**Stated task 1:** In the Girls in Data Science lesson text, what three ways are listed for describing the distribution of a quantitative variable?

**Text passage:**

Day 2 - Girls in Data Science

# Load libraries
library(ggplot2)
library(tidyverse)
library(cowplot)
── Attaching core tidyverse packages ──────────────────────── tidyverse 2.0.0 ──
✔ dplyr     1.1.4     ✔ readr     2.1.5
✔ forcats   1.0.1     ✔ stringr   1.5.2
✔ lubridate 1.9.4     ✔ tibble    3.3.0
✔ purrr     1.1.0     ✔ tidyr     1.3.1
── Conflicts ────────────────────────────────────────── tidyverse_conflicts() ──
✖ dplyr::filter() masks stats::filter()
✖ dplyr::lag()    masks stats::lag()
ℹ Use the conflicted package (<http://conflicted.r-lib.org/>) to force all conflicts to become errors

Attaching package: ‘cowplot’


The following object is masked from ‘package:lubridate’:

    stamp

Day 2 Learning Objectives

  • Compare different measures of central tendency and spread
  • Identify various types of sampling bias
  • Understand the difference between observation studies and experiments
  • Investigate the idea of sampling and the relationship between sample size and variability

1. Measures of Central Tendency and Variability

3 ways to describe the distribution of a quantitative variable:

  • Shape
  • Center
  • Spread

We can assess the distribution of data by looking at graphs as well as by numerical calculations (descriptive statistics).

1.1 Shape

To assess the shape of a distribution, we can consider the modality (number of peaks), symmetry (symmetric vs. skewed) and outliers.

Modality

set.seed(2000) # Setting the seed allows us to get reproducible results

# Generate data
data_tibble <- tibble(var1=rnorm(1500,0,1),var2=c(rnorm(750,-5,2), rnorm(750,5,2)),
                      var3=c(rnorm(500,-5,2), rnorm(500,5,2),rnorm(500,15,2)),var4=runif(1500,0,10))
variable_names <- c("Unimodal Distribution", "Bimodal Distribution", "Multimodal Distribution", "Uniform Distribution")

data_tibble <- data_tibble |>
  rename(setNames(names(data_tibble), variable_names))
options(repr.plot.width = 10, repr.plot.height = 8)

# Create histograms for each variable
plots <- lapply(variable_names, function(var_name) {
  ggplot(data_tibble, aes(x = .data[[var_name]])) +
    geom_histogram(binwidth = 0.75, fill = "cornflowerblue", color = "black") +
    labs(title = paste("Histogram of", var_name), x = var_name, y = "Count") +
    theme(text = element_text(size = 15))

**Provided data:**

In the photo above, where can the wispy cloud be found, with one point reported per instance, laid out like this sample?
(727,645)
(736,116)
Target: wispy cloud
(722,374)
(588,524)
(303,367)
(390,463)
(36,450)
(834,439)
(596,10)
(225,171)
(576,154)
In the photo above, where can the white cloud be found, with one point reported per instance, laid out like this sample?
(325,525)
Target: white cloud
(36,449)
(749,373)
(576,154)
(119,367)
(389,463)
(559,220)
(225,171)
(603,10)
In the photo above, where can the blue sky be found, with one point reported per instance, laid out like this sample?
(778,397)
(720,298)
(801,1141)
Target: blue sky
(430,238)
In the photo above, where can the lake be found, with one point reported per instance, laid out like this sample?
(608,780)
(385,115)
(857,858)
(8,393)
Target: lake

**Stated task 2:** Repeat the lines of the records from the line with "In the photo above, where can the lake" up to and including the final line of the records.

**Task answer 1:** Shape, center, and spread.

**Task answer 2:**
In the photo above, where can the lake be found, with one point reported per instance, laid out like this sample?
(608,780)
(385,115)
(857,858)
(8,393)
Target: lake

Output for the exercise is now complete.